X3, great truck to plow with....as long as you are prudent with the plowing. I added Timbrens and they are great if you are on rough terrain. I also cranked my Tbars ('04) A few turns to restore height. If you are handy with a welder box the front of your frame for some added piece of mind. Don't worry about the 1/2 ton bashing crowd, if they are taking the time to post comments like "best mod is to buy a 3/4 ton" then they are usually trying to make up for a lack of personal accomplishments.


----------



## Ngom12 (Nov 9, 2011)

haha i hear ya. I've been out plowing (for my buddies company, in his trucks) the past couple days (Finally!) and i have kept my eye out for 1/2ton trucks. I've seen alot more then i thought i would. even seen some with v-box speaders and 8 ft plows. I'm a pretty careful operator, even in my buddies trucks. forget worrying about beating up the trucks, im more worried about myself. i've bit a few steering wheels to know not to do that again!


----------



## Cleanchris (Feb 13, 2010)

Ngom12, I have the same truck as you. 2006 Dodge ram 1500 qcab. Mine has the 4.7L and 20" rims. I have a snoway 26 series and plow small private roads and parking lots (a 55 plus gated community) with it. I start plowing the roads when it reaches about 2"-3" deep and I plow until the storm is over (sometimes 20+ hours).I always plow with 300-400 pounds of ballast in the bed against the tailgate and behind the rear wheels. I added billstien 5100 struts which are set to raise the front about 2". I also have timbrens but after I installed the bilsteins and raised the front, the timbrens sit too far away from the lower control arm to make contact with them. (You have to know how timbrens work on the 06 dodge to understand that. Timbren has illustrations on thier website if you dont know what I'm talking about) I guess they"re good to have if you really overload the front end but with the front end lifted they're basically useless. The only other thing my truck has is a tow package which includes an oil and tranny cooler and 3.92 gears. I replaced the ball joints and tierod ends with moog parts prior to installing the plow 3 years ago at 50,000 miles. I now have 100,000 miles on the truck and am starting my third season with NO PROBLEMS. I plow smart and understand that my truck is not a bulldozer. I love the snoway plow and the downpressure is unbeatable in my opinion but they are expensive. I wouldnt go with anything bigger or heavier then a 7'6" fisher HD. As long as you stay on top of your accounts during the storms, keep up with regular maintnance (oil change, tranny service, grease front end), and above all, dont beat the crap out of your truck, you should have little to no problems other than regular wear and tear. This truck has made me tons of money and plows way better than my 94 gmc 2500hd ever did. The only thing I miss about that truck was the 8' fisher. Other than that plow, the Dodge is way better at plowing and would probably be able to handle that plow but I dont want to push it. Your truck will be fine. Go out there and make some money.

* **WHAT THIS TASK INVOLVES**:
Continue the forum thread on plowing snow with half-ton trucks from where it stops.

* **DATA RECORDS**:
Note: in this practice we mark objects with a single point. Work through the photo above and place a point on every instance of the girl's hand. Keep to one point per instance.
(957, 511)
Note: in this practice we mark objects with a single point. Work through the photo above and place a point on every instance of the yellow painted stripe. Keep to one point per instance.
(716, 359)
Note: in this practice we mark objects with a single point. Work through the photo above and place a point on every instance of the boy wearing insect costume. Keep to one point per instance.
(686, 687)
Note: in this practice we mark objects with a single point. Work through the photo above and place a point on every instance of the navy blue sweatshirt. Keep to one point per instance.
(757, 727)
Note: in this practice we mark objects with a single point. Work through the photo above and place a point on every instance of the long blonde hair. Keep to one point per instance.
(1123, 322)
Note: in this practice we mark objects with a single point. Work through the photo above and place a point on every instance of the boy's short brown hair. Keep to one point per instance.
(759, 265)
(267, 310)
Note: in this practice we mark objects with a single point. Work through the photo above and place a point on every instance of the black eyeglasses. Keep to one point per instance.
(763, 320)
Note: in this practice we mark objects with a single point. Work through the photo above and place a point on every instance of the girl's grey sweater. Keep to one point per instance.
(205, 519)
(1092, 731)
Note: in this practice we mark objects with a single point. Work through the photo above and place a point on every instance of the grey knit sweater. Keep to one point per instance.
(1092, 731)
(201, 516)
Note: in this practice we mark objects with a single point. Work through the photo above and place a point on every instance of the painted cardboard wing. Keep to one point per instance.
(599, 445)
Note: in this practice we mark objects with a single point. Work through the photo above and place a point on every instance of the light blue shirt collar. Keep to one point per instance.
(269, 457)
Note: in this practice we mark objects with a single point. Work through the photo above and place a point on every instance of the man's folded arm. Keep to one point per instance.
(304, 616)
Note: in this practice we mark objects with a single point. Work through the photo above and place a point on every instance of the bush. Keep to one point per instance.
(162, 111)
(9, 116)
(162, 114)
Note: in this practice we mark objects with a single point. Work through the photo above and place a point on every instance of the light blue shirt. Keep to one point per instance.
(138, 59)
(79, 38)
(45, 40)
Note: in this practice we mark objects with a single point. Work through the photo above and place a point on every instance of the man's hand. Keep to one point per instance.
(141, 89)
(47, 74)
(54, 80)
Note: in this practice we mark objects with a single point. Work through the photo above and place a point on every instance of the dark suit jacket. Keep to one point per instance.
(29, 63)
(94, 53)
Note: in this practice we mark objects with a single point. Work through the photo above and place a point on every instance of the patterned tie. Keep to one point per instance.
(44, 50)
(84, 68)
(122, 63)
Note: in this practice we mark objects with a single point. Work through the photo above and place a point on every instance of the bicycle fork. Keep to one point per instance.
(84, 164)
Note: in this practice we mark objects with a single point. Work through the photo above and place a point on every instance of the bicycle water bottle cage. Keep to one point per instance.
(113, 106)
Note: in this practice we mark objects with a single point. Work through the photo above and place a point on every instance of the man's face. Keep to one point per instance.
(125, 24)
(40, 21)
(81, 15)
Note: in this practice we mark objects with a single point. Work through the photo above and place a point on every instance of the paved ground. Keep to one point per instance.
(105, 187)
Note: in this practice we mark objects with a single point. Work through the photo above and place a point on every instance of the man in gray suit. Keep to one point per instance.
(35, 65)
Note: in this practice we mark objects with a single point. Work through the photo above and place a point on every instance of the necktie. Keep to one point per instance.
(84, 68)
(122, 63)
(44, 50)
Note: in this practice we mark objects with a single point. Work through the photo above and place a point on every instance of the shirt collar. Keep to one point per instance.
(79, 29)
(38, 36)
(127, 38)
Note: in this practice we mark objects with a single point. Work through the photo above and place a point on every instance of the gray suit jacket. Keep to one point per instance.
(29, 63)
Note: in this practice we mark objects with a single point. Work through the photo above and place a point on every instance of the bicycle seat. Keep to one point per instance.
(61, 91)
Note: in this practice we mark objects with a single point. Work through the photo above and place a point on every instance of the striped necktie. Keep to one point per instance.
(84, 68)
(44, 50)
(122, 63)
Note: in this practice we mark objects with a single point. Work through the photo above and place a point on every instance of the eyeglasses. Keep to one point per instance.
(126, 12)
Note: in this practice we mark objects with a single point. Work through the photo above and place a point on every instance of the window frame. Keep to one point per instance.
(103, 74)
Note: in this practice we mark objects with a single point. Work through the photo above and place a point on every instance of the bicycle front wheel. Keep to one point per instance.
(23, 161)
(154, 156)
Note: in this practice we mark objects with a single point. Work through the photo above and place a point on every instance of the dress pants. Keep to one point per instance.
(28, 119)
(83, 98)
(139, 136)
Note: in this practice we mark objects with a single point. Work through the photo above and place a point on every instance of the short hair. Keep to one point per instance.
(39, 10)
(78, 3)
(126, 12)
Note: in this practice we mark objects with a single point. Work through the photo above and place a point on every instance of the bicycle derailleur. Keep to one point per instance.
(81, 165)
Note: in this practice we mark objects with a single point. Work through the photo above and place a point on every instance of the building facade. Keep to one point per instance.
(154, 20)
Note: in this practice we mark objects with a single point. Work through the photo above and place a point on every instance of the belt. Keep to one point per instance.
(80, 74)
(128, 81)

* **REPLY**:
----------



## DAFFMOBILEWASH (Dec 9, 2006)

My first Dodge plow truck was an 03 1500 reg cab long box. Had a 26series plow and a full 8' stainless salter in the back. Had some spring work done and enjoyed the truck. Sold it for a 2500 series GMC. Later that season I sold the GMC and went back to the Dodges. Never lookd back. 

The 1500 series trucks are very tough and use the same frames as the 2500 series. The only major differences are the springs axles and drive line components. Use what you have save some money and work up from there. Snoway makes some good products, expecially there smaller plow line ups.


----------



## plowguy43 (Jan 2, 2008)

DAFFMOBILEWASH;1405250 said:


> My first Dodge plow truck was an 03 1500 reg cab long box. Had a 26series plow and a full 8' stainless salter in the back. Had some spring work done and enjoyed the truck. Sold it for a 2500 series GMC. Later that season I sold the GMC and went back to the Dodges. Never lookd back.
> 
> *The 1500 series trucks are very tough and use the same frames as the 2500 series.* The only major differences are the springs axles and drive line components. Use what you have save some money and work up from there. Snoway makes some good products, expecially there smaller plow line ups.


No they are very different, especially the 3rd and 4th gen trucks. The 2nd gen (94-01 Ram 1500 and 94-02 Ram 2500/3500) were very similar but still bigger on the 3/4 and 1 tons.


----------



## peteo1 (Jul 4, 2011)

CleanChris....

You can carry an 8' fisher stainless with a half ton Dodge. I have an 04 and I have moved my friends 8'er around the shop and it doesn't really sag the front end too bad. I wouldn't put it on MY truck but it seems to carry it ok Seriously though, if you want the extra width throw on a set of Buyers Pro Wings. I have them on my fisher 7 1/2' HD and it works great. If the snow is real wet and heavy I take them off just to avoid overloading the truck and ripping the rubber edges off.


----------



## plowguy43 (Jan 2, 2008)

peteo1;1405562 said:


> CleanChris....
> 
> You can carry an 8' fisher stainless with a half ton Dodge. I have an 04 and I have moved my friends 8'er around the shop and it doesn't really sag the front end too bad. I wouldn't put it on MY truck but it seems to carry it ok Seriously though, if you want the extra width throw on a set of Buyers Pro Wings. I have them on my fisher 7 1/2' HD and it works great. If the snow is real wet and heavy I take them off just to avoid overloading the truck and ripping the rubber edges off.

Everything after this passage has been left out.